### Text block
begin
OSDir


[Date Prev][Date Next][Thread Prev][Thread Next][Date Index][Thread Index]

FileIO - How to get directory per hour


Hi all,

I am working through a use case where I would like to write events from PubSubIO to GCS. The events are protobuf events so I used a custom FileIO.Sink which is defined as:

    // delimited writer
    static class ProtobufFileIOSink<T extends Message> implements FileIO.Sink<T> {
        @Nullable private transient CodedOutputStream cos;

        @Override
        public void open(WritableByteChannel channel) {
            this.cos = CodedOutputStream.newInstance(Channels.newOutputStream(channel));
        }

        @Override
        public void write(Message element) throws IOException {
            if (element == null) {
                return;
            }

            if (cos == null) {
                return;
            }

            element.writeTo(cos);
        }

        @Override
        public void flush() throws IOException {
            if (cos != null) {
                cos.flush();
            }
        }
    }

The pipeline that I am using is this:

p.apply(PubsubIO.readProtos(Billing.BillingMeasurement.class).fromSubscription(input + "-billing.proto").withIdAttribute("event_id"))
end
### Record excerpts
begin
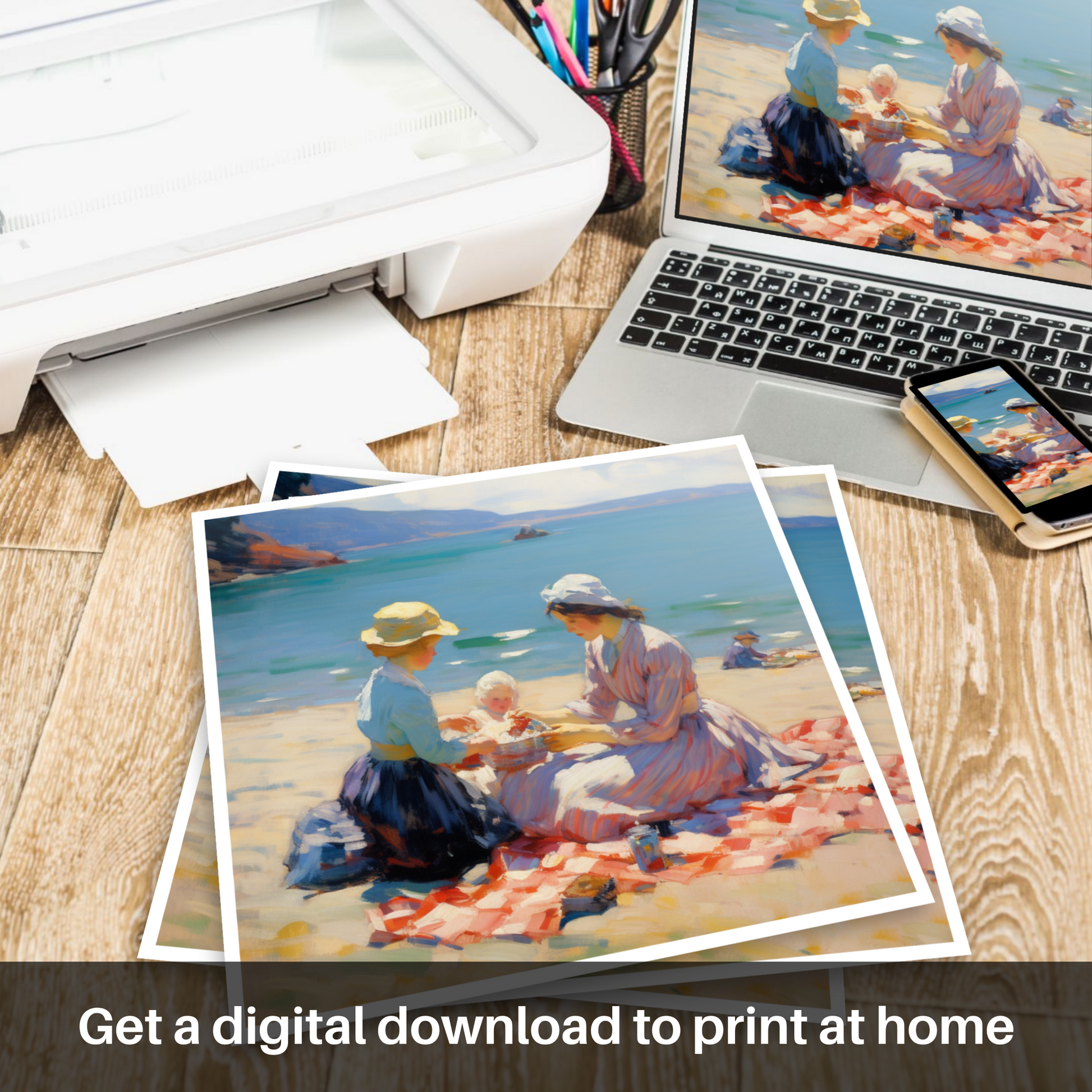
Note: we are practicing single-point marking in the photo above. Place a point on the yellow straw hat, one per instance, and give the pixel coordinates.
(400, 624)
(837, 11)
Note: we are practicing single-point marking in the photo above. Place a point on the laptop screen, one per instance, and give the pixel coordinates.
(959, 138)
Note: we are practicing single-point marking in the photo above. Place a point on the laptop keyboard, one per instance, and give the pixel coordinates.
(859, 334)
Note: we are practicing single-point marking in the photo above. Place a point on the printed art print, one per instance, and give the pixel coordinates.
(961, 136)
(373, 801)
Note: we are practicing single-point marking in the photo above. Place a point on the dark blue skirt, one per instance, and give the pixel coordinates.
(809, 151)
(407, 820)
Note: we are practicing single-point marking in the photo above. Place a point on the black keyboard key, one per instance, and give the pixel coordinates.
(963, 322)
(940, 336)
(662, 282)
(770, 283)
(683, 324)
(637, 336)
(915, 368)
(974, 342)
(1063, 339)
(806, 310)
(806, 329)
(669, 343)
(666, 302)
(899, 308)
(655, 319)
(1045, 377)
(876, 323)
(753, 339)
(740, 279)
(888, 365)
(999, 328)
(905, 329)
(788, 345)
(733, 354)
(676, 267)
(700, 347)
(1005, 346)
(707, 272)
(830, 374)
(816, 351)
(721, 331)
(850, 357)
(940, 354)
(1034, 334)
(718, 293)
(841, 336)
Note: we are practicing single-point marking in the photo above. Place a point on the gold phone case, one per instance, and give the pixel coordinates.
(969, 470)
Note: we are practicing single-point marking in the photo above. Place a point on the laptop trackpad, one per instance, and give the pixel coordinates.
(809, 427)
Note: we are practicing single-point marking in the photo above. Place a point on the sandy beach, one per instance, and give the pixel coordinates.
(733, 81)
(281, 765)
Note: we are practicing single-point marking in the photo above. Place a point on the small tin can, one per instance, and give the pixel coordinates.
(645, 842)
(943, 219)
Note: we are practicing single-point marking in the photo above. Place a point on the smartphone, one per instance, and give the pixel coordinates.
(1032, 450)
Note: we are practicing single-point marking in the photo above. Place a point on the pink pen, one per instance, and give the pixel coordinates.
(580, 79)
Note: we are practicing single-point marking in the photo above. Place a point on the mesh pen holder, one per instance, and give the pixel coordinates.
(625, 109)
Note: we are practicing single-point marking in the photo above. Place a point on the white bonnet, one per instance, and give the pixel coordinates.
(580, 588)
(965, 21)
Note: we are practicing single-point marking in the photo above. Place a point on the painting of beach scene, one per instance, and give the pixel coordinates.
(591, 774)
(961, 136)
(1013, 438)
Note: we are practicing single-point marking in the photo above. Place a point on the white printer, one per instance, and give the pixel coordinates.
(176, 175)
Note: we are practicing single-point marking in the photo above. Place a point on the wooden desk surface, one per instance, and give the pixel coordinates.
(101, 686)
end
### Set task A
In the FileIO post, where does the poster want to write the events read from PubSubIO?
### Set task B
Pick up the FileIO post at the point where it stops and continue it.

### Task response A
To GCS.

### Task response B
 .apply(Window.into(FixedWindows.of(Duration.standardMinutes(1L))))
 .apply(FileIO.<Billing.BillingMeasurement>write().via(new ProtobufFileIOSink<>()).withCompression(Compression.GZIP).to(output + "/billing.proto/").withSuffix(".pb"));

In order to make sifting through the output easier, I would like to have the resulting file to be organized by year/month/day/hour so the hours looks like:

gs://<bucket-name>/<prefixdir>/<year>/<month>/<day>/<hour>/[filename.pb.gz]

I tired looking through FileIO.writeDynamic() and FileNaming but I am not sure if that is the correct place. Is there an example or another implementation that someone can point me to that would be a good place to look at.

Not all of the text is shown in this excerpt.